Yes, I am very sorry for the rush at the end, and I really would have liked some more time for both of us to describe what we observed.
Long and short of it is that at this point we have data but we have not done any analyses to see if there is any significant differences in the growth, reproduction or mortality of the corals, fish, echinoderms, gastropods, sponges, octocorals, zoanthids, corallimorphs, algae or other species compared to the control.
What we presented were some interesting things - such as what Frank mentioned... finding various micro and turf-algae, copepods, and other microbes in tanks triple washed with autoclaved substrate, purified water and salt. We saw clear trends in some of the salt brands in terms of turf and cyanobacteria continuing to thrive in some salts and not in others. We saw very clear differences in coralline coverage and foraminiferan growth and variations in successional species. I mistakenly kept saying bryozoan rather than foraminiferan in the talk...my bad. We also saw, in some cases, very heavy undeisrable algal growth month after month even after removing it after each water change despite very low measurable inorganic nutrients, and very little undesirable algae growth in some cases where inorganic nutrients were quite measurable. The difference, as Habib Sekha rightfully pointed out, is probably the unmeasurable organic components, but then the question is why the difference in the dynamics of nutrients varied given the same treatments.

DATA PROVIDED:
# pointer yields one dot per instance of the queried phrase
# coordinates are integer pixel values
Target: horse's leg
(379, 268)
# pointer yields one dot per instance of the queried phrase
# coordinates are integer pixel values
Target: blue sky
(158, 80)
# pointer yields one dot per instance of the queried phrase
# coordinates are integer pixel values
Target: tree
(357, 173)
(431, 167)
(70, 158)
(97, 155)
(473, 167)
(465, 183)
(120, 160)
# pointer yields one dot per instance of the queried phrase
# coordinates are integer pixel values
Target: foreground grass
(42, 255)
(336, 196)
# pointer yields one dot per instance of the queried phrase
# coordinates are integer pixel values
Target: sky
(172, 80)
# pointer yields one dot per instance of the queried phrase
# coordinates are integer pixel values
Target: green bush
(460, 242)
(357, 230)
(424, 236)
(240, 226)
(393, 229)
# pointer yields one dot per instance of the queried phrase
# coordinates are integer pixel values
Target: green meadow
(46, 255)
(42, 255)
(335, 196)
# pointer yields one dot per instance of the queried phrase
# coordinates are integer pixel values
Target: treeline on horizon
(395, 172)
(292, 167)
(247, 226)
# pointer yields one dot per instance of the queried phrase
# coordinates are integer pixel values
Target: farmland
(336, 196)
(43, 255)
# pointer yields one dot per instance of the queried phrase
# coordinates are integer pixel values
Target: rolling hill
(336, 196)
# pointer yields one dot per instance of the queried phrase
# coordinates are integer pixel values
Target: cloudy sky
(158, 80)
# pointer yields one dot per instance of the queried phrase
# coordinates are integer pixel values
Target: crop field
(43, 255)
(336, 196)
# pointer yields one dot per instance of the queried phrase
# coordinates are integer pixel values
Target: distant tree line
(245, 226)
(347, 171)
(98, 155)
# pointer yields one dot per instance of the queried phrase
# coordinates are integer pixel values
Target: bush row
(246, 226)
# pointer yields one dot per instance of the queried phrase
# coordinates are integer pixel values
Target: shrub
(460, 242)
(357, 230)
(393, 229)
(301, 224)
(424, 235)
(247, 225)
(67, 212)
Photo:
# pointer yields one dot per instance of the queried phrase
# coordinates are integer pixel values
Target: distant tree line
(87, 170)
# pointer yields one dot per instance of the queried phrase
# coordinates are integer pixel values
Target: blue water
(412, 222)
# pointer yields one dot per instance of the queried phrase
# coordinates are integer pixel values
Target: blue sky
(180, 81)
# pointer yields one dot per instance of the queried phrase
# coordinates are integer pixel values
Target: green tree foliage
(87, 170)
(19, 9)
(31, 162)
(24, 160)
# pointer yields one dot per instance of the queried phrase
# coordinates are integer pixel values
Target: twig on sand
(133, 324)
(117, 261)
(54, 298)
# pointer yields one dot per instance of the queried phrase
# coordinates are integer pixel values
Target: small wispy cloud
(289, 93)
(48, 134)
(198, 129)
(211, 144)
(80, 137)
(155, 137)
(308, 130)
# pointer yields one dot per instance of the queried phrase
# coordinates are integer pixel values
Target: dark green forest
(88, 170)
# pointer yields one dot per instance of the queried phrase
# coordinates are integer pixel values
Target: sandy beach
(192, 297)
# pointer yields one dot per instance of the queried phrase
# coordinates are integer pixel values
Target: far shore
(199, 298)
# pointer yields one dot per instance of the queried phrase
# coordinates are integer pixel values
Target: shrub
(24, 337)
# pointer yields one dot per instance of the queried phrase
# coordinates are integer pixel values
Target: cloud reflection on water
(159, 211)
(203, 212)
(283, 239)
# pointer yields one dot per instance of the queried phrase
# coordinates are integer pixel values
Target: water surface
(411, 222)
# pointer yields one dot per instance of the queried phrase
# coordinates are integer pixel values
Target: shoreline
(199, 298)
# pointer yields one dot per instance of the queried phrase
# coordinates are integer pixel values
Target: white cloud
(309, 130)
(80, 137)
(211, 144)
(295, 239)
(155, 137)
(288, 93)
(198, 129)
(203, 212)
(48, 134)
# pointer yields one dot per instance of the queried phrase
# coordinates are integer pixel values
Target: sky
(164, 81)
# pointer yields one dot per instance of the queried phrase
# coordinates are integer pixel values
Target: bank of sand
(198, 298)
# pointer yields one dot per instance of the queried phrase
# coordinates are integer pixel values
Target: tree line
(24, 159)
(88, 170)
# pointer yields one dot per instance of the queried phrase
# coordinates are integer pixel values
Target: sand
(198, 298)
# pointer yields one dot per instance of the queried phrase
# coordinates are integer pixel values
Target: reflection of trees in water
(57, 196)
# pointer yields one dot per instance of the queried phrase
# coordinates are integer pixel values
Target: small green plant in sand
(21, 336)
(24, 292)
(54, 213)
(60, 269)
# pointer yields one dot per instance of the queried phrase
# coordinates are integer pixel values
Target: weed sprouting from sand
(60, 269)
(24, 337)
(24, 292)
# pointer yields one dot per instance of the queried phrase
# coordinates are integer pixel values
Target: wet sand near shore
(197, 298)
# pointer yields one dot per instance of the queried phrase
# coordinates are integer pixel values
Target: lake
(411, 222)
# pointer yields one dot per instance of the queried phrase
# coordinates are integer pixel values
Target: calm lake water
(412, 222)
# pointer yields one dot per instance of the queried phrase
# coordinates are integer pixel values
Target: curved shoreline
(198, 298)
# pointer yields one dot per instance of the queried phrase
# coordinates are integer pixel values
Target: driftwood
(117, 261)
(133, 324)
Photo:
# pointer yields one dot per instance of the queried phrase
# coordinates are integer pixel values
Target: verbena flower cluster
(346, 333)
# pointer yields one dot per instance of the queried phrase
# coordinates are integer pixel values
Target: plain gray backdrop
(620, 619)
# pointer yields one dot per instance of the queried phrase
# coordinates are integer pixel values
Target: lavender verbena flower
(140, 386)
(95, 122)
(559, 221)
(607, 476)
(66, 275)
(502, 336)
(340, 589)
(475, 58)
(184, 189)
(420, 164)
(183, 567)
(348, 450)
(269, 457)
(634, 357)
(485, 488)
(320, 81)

EXERCISE SET:
1: From the salt study reply, extract the stretch from "Long and short" through "to the control." word for word.
2: Answer these questions from the salt study reply:
(a) What has not yet been done with the data that was collected?
(b) Which word was mistakenly said in the talk in place of "foraminiferan"?
(c) Who pointed out that the difference is probably due to unmeasurable organic components?
The lines are not needed for what follows.

ANSWERS FOR THE EXERCISE:
1:
Long and short of it is that at this point we have data but we have not done any analyses to see if there is any significant differences in the growth, reproduction or mortality of the corals, fish, echinoderms, gastropods, sponges, octocorals, zoanthids, corallimorphs, algae or other species compared to the control.

2:
(a) No analyses have been done to check for significant differences compared to the control.
(b) Bryozoan.
(c) Habib Sekha.